» TRAVAIL DEMANDÉ
1. Citez mot pour mot le passage du texte sur le jeu de rôle Hellywood, depuis « PJ 3 : Mais » jusqu'à « pas avec l’univers. » inclus.
2. Poursuivez le texte consacré au jeu de rôle Hellywood en reprenant juste après sa dernière réplique.

» TEXTE À LIRE
"""

Sorti d’abord en 2008, Hellywood revient dans une nouvelle édition fin 2016 avec une centaine de pages en plus. Ce jeu de rôle de 328 pages, édité par John Doe, vous plonge dans la ville fictive de Heaven Harbor dans le genre Noir avec un soupçon de surnaturel. Âmes sensibles, s’abstenir.
“MJ avec une voix faussement grave : Les gars, ce soir, fini de déconner. On range les épées en mousse et les potions de lopettes… Aujourd’hui, vous êtes de tough guys !
PJ 1 : Des quoi ?
MJ toujours avec sa voix de taulard : Des… TOUGH GUYS !
PJ 1 et 2 : … des quoi ?
MJ qui reprend une voix normale : Mais des “toff gaillez”, quoi ! Des mecs, des durs !
PJ 3 : Mais moi je joue une femme.
MJ : Mais on s’en fout, c’est pour l’univers du… oh et puis laissez, tomber. Bienvenue à Heaven Harbor, la ville qui a toujours connu la corruption, le crime, le racisme, tout le tralala…
PJ 1 : Ouais mais si tu dis “tralala” ça colle pas avec l’univers.
MJ exaspéré, reprend après une pause avec sa voix grave : Vous êtes en 1949 à Los Angeles. Y a 7 ans, des non-humains cornus et autres ont débarqué dans votre univers mais tout le monde a fini par s’y habituer (oui c’est bizarre, je sais mais on s’en fout). Vous, vous travaillez pour une agence de détectives privés dans un quartier malfamé où vit d’ailleurs une grande partie des cornus.
PJ 4 : Et nous, on est des cornus ?
MJ avec sa voix normale : Mais t’as lu ta fiche de perso ou pas ?!
PJ 4 : Ah merde attends, j’vais faire ça…
MJ qui se racle la gorge et retrouve sa voix badass : Bref, vous êtes dans un bar (ben oui, c’est l’équivalent moderne de la taverne, là où commencent les jeux de rôle). Vous connaissez Charlie, le proprio, dont la protégée Lucy a chanté quelques magnifiques morceaux ce soir, accompagnée de son groupe de musiciens camés.
PJ 2 : Mon perso joue du saxophone, alors moi j’veux bien remplacer un des musiciens.
MJ : Euh OK… pourquoi pas ? Mais là, maintenant, que faites-vous ?

"""

» EXTRAIT DE DONNÉES

"""

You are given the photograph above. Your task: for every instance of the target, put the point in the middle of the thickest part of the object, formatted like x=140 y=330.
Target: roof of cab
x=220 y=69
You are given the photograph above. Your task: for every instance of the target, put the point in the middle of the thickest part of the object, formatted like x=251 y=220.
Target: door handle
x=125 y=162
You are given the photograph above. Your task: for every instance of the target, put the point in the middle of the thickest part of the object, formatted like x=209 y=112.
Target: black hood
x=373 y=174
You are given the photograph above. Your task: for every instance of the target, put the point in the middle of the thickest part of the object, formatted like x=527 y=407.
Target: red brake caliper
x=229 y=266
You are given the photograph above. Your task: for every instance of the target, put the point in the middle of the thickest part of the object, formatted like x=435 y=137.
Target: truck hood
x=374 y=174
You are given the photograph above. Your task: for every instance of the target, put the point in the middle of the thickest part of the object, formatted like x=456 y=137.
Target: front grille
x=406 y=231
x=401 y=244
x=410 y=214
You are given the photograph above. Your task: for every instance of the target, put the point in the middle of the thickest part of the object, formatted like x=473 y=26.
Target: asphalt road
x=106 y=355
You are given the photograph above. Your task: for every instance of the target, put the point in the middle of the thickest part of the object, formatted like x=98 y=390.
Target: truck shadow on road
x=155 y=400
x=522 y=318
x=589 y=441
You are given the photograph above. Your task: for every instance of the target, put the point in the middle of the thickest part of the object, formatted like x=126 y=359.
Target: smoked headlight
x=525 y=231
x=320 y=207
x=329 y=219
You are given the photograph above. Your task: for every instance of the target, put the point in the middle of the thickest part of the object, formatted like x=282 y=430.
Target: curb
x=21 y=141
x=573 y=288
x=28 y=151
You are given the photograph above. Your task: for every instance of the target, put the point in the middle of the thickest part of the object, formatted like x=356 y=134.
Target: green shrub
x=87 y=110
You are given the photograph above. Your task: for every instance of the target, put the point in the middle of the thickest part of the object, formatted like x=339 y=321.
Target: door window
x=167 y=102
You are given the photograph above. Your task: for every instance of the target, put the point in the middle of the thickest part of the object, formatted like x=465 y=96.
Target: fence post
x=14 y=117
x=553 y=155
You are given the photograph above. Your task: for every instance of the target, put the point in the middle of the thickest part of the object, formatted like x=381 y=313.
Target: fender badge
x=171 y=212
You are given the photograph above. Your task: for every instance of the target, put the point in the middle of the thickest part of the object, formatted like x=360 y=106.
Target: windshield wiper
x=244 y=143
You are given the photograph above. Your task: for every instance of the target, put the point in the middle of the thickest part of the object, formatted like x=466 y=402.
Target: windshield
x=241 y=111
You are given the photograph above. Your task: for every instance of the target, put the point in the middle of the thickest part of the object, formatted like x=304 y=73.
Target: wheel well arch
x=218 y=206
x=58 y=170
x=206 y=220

"""

» RÉPONSES AUX CONSIGNES
1.
PJ 3 : Mais moi je joue une femme.
MJ : Mais on s’en fout, c’est pour l’univers du… oh et puis laissez, tomber. Bienvenue à Heaven Harbor, la ville qui a toujours connu la corruption, le crime, le racisme, tout le tralala…
PJ 1 : Ouais mais si tu dis “tralala” ça colle pas avec l’univers.

2.
PJ 2 : Moi je suis affalé sur le bar, on sait pas trop si je comate ou si je prends une pause avant la dernière tournée…
MJ : Très bien, les autres on l’air de siroter un dernier verre également avant de prendre la route et alors que le bar semble quasi vide, un groupe de jeunes, habillés en costards fripés, usés et surtout pas à leur taille, entrent en jouant les gros durs. Ils tiennent des battes, des chaînes ou des planches. L’un d’eux, le plus grand, se dirige vers la chanteuse Lucy en la traitant de s*****. Les autres commencent à faire du grabuge en cassant des bouteilles, des verres et en renversant des chaises. Ils sont désormais attroupés autour de Lucy.
PJ 2 : C’est le moment que je choisis pour me lever. Je m’approche du groupe, je me glisse parmi eux et je touche l’épaule du gars qui menace Lucy pour attirer son attention.
MJ : Il se retourne…
PJ 2 : … et je lui fous un poing dans la gueule !
MJ avec sa voix de nouveau normale : Ah ben voilà, t’as compris le principe : un tough guy !
PJ 2 : Un quoi ?”
On décortique Hellywood
Après son bref sommaire, Hellywood nous lance subtilement dans le vif du sujet avec deux pages truffées de coupures de journaux, donnant un avant-goût de l’univers dans lequel il nous plonge. Et attention, ça s’annonce noir ! Hellywood contient :
- Introduction (6 pages) qui met en situation le lecteur, puisque nous sommes dans un univers sombre, noir, avec un brin de surnaturel quelques années après la Seconde Guerre mondiale ;
- Welcome to Heaven Harbor (34 pages), le premier chapitre, qui décrit brièvement l’univers de Hellywood sous la plume de Terry Doyle, ex-flic fictif et narrateur du livre. C’est là qu’on trouve les premières informations sur la géographie, le contexte politique et social, l’histoire de la péninsule, la police, le crime et les “cornus” (les non-humains) ;
- Heaven Harbor Field Guide (140 pages), le descriptif avancé de Heaven Harbor, où l’on retrouve toutes les informations réparties en quartiers, domaines (politique, justice, sport, culture, etc.), persons of interest, cornus, etc. ;
- Tapis Vert (48 pages) qui englobe les mécaniques de jeu, à commencer par la création de personnages, suivie du système et des règles liées au surnaturel ;
- Pur Noir (36 pages) qui donne des conseils quant à l’interprétation du thème hardboiled dont s’inspire l’univers, propose des références et sources d’inspiration ;
- Hellywood Stories (50 pages) met à disposition des personnages prétirés, des pistes de campagne et propose finalement quelques scénarios pour mettre à l’épreuve le système de jeu.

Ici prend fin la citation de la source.